YOUR GOAL → I need the lines from the one with "step, then give the position of each instance." through the end of the material, copied exactly and with nothing else included.

DATA →
--
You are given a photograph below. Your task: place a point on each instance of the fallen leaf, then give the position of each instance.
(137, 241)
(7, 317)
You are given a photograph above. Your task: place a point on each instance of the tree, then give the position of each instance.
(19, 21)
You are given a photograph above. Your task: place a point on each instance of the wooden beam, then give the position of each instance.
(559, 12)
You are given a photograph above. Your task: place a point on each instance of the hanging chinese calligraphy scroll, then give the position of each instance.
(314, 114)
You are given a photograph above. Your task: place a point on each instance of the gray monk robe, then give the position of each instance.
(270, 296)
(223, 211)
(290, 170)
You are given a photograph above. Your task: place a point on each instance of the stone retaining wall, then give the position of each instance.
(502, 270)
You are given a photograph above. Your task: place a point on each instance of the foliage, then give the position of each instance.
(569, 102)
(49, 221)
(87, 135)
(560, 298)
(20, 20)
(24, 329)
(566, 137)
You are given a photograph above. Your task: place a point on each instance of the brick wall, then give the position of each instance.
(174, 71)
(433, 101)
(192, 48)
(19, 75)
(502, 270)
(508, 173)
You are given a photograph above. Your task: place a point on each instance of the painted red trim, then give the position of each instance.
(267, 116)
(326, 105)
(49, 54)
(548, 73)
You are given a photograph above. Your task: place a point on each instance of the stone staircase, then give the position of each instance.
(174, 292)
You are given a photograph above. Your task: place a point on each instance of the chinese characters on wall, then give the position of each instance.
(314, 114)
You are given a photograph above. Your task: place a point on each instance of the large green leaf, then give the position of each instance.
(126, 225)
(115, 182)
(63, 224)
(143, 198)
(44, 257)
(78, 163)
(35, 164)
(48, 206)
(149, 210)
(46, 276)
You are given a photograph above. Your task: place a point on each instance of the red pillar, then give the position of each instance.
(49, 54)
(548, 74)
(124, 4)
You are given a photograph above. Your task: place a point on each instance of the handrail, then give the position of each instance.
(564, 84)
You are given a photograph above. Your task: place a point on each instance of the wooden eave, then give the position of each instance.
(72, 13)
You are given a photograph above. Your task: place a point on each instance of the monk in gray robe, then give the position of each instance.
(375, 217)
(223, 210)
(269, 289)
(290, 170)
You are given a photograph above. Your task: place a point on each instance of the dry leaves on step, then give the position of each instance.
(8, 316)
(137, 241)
--
OUTPUT FOR THIS TASK →
You are given a photograph above. Your task: place a point on each instance of the dry leaves on step, then give the position of each instance.
(8, 316)
(137, 241)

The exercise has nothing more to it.